• SET PROBLEM: Render as a JSON list of strings, one per line with blank lines omitted, everything in the items below from the line containing "Look at the photograph above. For each instance of the metal" down to the line containing "[(940, 325), (77, 275)]", both of those lines included.

** Begin DATA **

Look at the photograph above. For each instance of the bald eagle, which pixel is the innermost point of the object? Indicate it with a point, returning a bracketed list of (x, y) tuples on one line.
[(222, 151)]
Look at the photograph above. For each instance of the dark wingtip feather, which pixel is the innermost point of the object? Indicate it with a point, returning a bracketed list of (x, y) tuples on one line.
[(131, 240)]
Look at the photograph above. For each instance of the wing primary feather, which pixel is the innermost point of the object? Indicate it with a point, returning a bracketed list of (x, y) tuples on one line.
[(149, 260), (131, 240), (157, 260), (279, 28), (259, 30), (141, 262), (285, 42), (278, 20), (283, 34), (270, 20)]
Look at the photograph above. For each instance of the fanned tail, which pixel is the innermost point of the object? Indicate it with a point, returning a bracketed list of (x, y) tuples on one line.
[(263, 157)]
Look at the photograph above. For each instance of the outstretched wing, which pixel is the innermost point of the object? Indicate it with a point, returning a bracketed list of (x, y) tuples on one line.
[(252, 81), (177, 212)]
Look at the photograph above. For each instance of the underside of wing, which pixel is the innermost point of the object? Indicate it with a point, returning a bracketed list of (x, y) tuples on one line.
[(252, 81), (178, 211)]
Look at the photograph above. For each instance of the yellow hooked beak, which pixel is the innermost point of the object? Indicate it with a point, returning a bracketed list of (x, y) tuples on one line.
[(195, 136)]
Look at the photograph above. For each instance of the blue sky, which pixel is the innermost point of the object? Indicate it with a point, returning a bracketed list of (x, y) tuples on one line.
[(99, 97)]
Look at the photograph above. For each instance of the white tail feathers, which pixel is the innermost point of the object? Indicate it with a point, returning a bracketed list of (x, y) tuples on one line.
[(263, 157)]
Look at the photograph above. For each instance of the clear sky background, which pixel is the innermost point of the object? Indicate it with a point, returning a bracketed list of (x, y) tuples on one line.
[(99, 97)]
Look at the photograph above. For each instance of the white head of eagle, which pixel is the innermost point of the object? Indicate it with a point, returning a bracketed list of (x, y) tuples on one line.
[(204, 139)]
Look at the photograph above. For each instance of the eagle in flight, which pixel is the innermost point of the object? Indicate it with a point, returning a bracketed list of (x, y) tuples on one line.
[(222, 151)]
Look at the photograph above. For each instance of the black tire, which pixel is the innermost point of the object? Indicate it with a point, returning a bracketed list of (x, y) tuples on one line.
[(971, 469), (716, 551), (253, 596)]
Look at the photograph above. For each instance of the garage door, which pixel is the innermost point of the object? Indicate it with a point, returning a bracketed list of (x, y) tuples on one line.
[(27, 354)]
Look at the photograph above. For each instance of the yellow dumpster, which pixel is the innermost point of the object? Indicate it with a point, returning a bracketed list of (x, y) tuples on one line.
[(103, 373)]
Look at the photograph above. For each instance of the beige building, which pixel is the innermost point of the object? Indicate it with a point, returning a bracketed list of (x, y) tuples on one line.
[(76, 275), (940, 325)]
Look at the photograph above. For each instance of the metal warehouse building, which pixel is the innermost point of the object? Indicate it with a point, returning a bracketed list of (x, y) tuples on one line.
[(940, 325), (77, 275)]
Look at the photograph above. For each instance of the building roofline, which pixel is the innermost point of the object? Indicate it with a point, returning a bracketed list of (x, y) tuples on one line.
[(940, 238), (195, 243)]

** End DATA **

• WRITTEN ANSWER:
[
  "Look at the photograph above. For each instance of the metal warehouse building, which pixel is the innermost point of the object? Indicate it with a point, returning a bracketed list of (x, y) tuples on one line.",
  "[(940, 325), (77, 275)]"
]